**Work instructions:** Rewrite the listing below, replacing "instance" with "occurrence" and leaving everything else the same.

**Record extracts:**

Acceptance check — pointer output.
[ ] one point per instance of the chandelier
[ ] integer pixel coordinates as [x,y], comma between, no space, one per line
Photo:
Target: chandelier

**Response below:**
Acceptance check — pointer output.
[ ] one point per occurrence of the chandelier
[ ] integer pixel coordinates as [x,y], comma between, no space, one per line
Photo:
Target: chandelier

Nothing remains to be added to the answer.